Task goal:
Using the description of the book On Not Speaking Chinese below, answer:
(a) In what country was Ien Ang born, and where was she raised?
(b) In what year was the opening chapter first presented, and at what kind of event?
(c) What program did the author say she liked watching in the mid-1980s?
[[ Text for analysis open ]]
On Not Speaking Chinese: Living between Asia and the West

On Not Speaking Chinese: Living between Asia and the West

On Not Speaking Chinese: Living between Asia and the West

On Not Speaking Chinese: Living between Asia and the West

Synopsis

In this major new book, leading cultural thinker Ien Ang engages with urgent questions of identity in an age of globalisation and diaspora. The starting point for Ang's discussion is the experience of visiting Taiwan. Ang, a person of Chinese descent, born in Indonesia and raised in the Netherlands, found herself "faced with an almost insurmountable difficulty" - surrounded by people who expected her to speak to them in Chinese. She writes: "It was the beginning of an almost decade-long engagement with the predicaments of 'Chineseness' in diaspora. In Taiwan I was different because I couldn't speak Chinese; in the West I was different because I looked Chinese". From this autobiographical beginning, Ang goes on to reflect upon tensions between 'Asia' and 'the West' at a national and global level, and to consider the disparate meanings of 'Chineseness' in the contemporary world. She offers a critique of the increasingly aggressive construction of a global Chineseness, and challenges Western tendencies to equate 'Chinese' with 'Asian' identity. Ang then turns to 'the West', exploring the paradox of Australia's identity as a 'Western' country in the Asian region, and tracing Australia's uneasy relationship with its Asian neighbours, from the White Australia policy to contemporary multicultural society. Finally, Ang draws together her discussion of 'Asia' and 'the West' to consider the social and intellectual space of the 'in-between', arguing for a theorising not of 'difference' but of 'togetherness' in contemporary societies.

Excerpt

'On not speaking Chinese', the opening chapter of this book, was first presented in 1992 at a conference in Taiwan. the conference organizers said it was up to me what I wanted to talk about. I was elated, of course, for I had never been to Taiwan before, but when I started to prepare for the event I was suddenly faced with an almost insurmountable difficulty. Imagining my Taiwanese audience, I felt I couldn't open my mouth in front of them without explaining why I, a person with stereotypically Chinese physical characteristics, could not speak to them in Chinese. in anticipation, I wrote this essay, which is now also the title of this book.

My scholarly work until then had mainly focused on mass media and popular culture - globally ubiquitous phenomena which fascinated me deeply but the analysis of which did not really implicate my personal identity (although I did make it a point, in the mid-1980s, that I liked watching Dallas). To all intents and purposes it was an academic pursuit which I could articulate in an 'objective' voice. in Taiwan, however, I felt that I couldn't speak without recognizing explicitly who I was and responding to how I was likely to be perceived by the people in this country. I expected much questioning, which turned out to be more than warranted: again and again, people on the streets, in shops, restaurants and so on were puzzled and mystified that I couldn't understand them when they talked to me in Chinese. So my decision to present a semi-autobiographical paper on the historical and cultural peculiarities of 'not speaking Chinese' resonated intimately with this experience. It was the beginning of an almost decade-long engagement with the predicaments of 'Chineseness' in diaspora. in Taiwan I was different because I couldn't speak Chinese; in the West I was different because I looked Chinese.

The politics of identity and difference has been all the rage in the 1990s. All over the world, people have become increasingly assertive in claiming and declaring 'who they are'. This book is perhaps a symptom of this trend, but it is also a critique - not in the sense of dismissing identity politics altogether, but by pointing to 'identity' as a double-edged sword: many people obviously need identity (or think they do), but identity can just as well be a strait-jacket. 'Who I am' or 'who we are' is never a matter of free choice.
[[ Text for analysis closed ]]
[[ Available data open ]]
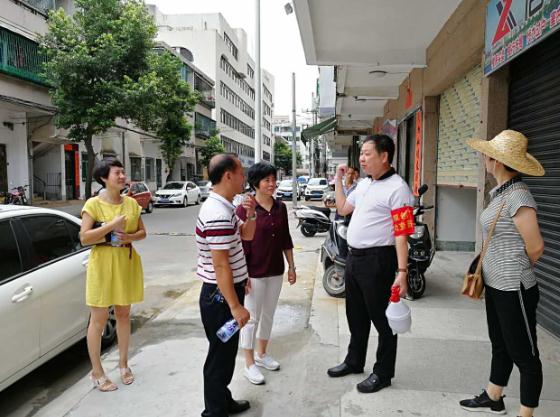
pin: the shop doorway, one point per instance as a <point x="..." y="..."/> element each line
<point x="3" y="169"/>
<point x="72" y="171"/>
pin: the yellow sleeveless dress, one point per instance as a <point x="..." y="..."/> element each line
[[ Available data closed ]]
Answer box:
(a) Indonesia; the Netherlands.
(b) 1992, at a conference in Taiwan.
(c) Dallas.